**BRIEF**
Please decide whether each statement agrees with the discussion of prostate cancer screening, answering yes or no and quoting the words of the discussion that decide it. 1. A case with a 5% chance of needing treatment would be monitored. 2. Studies show that waiting for more specific signs and symptoms lowers survival rates. 3. The evidence on screening is already clear.

**SOURCE DOCUMENT**
--------------------------------

The question is how can you know if it needs treatment or not. I guess you either need to do a biopsy, or check if it's grown after N months (leaving patient scared and anxious during that time). Neither are great if most cases end up not needing treatment.
If the test provides you zero information about whether it needs treating then it was never a useful test. Presumably it's more like "there's a X% chance this needs treatment". In which case you just set reasonable thresholds for X. E.g. if it's 5% you monitor it, 10% you do a biopsy, 70% you operate, etc.
This is much more sensible than just not testing at all and letting people die from cancer.
> leaving patient scared and anxious during that time
This seems to be the actual motivation. We don't want to scare people with test results so we're just not going to test them. I think that should be up to the patient.
> This is much more sensible than just not testing at all and letting people die from cancer.
This is not what happens. You're assuming that if the cancer does not get detected by the screening then it never gets detected. What actually happens is that the test gives information that might actually be redundant and obtainable in less risky way. What the studies are showing is that waiting until there are other, more specific signs and symptoms of the prostate cancer results in the same survival rates.
See https://pubmed.ncbi.nlm.nih.gov/38926075/. I was not aware of the ERSPC which came out late last year and gives better outcomes for screening, but overall the evidence is not super clear yet. There are possibly certain groups that can benefit from PSA screening more than others. Also, modern, more effective treatments might allow for later diagnosis with the same clinical results.

--------------------------------

**GIVEN DATA**

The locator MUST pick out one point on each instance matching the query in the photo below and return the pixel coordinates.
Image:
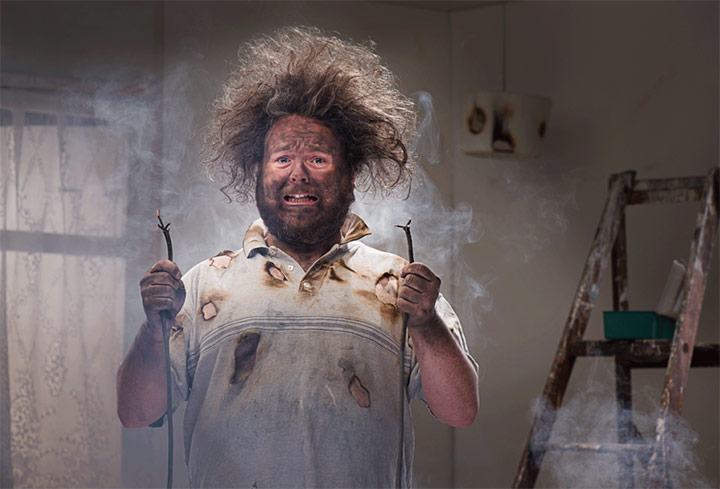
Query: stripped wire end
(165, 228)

--------------------------------

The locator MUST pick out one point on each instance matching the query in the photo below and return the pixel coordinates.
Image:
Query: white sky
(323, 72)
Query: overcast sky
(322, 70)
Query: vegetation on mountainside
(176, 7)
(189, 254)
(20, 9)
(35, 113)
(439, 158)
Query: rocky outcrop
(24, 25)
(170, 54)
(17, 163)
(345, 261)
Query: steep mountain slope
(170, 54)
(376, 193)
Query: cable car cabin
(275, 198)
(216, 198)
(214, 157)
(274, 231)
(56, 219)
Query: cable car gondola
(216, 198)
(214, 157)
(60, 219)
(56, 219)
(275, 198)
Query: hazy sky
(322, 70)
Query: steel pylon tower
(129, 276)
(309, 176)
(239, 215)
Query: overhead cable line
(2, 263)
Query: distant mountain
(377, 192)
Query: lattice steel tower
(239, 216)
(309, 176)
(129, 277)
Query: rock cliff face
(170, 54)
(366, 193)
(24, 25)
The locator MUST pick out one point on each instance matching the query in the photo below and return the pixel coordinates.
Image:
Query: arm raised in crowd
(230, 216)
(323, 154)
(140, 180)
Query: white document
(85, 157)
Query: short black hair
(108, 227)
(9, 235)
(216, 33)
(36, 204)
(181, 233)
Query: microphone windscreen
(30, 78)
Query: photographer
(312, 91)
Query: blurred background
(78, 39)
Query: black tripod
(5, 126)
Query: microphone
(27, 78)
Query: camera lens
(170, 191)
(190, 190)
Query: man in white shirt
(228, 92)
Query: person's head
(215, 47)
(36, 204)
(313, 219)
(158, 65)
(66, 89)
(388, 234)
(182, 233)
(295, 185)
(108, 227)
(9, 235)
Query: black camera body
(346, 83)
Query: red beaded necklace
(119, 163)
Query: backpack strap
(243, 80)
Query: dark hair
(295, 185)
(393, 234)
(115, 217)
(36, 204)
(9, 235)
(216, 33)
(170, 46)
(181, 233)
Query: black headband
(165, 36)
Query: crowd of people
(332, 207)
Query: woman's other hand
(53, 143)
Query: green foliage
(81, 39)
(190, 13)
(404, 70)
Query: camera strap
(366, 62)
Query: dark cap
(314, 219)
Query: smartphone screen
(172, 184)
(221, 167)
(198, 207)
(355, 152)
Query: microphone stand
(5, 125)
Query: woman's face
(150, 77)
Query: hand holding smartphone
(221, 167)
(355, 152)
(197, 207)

--------------------------------

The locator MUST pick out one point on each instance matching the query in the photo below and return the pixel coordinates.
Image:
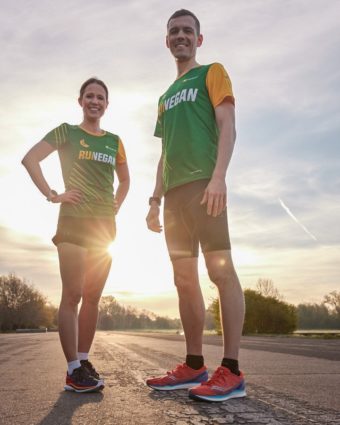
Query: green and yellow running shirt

--------------------------------

**ANSWER TO THIS EXERCISE**
1. Yes: "if it's 5% you monitor it"
2. No: "results in the same survival rates"
3. No: "overall the evidence is not super clear yet"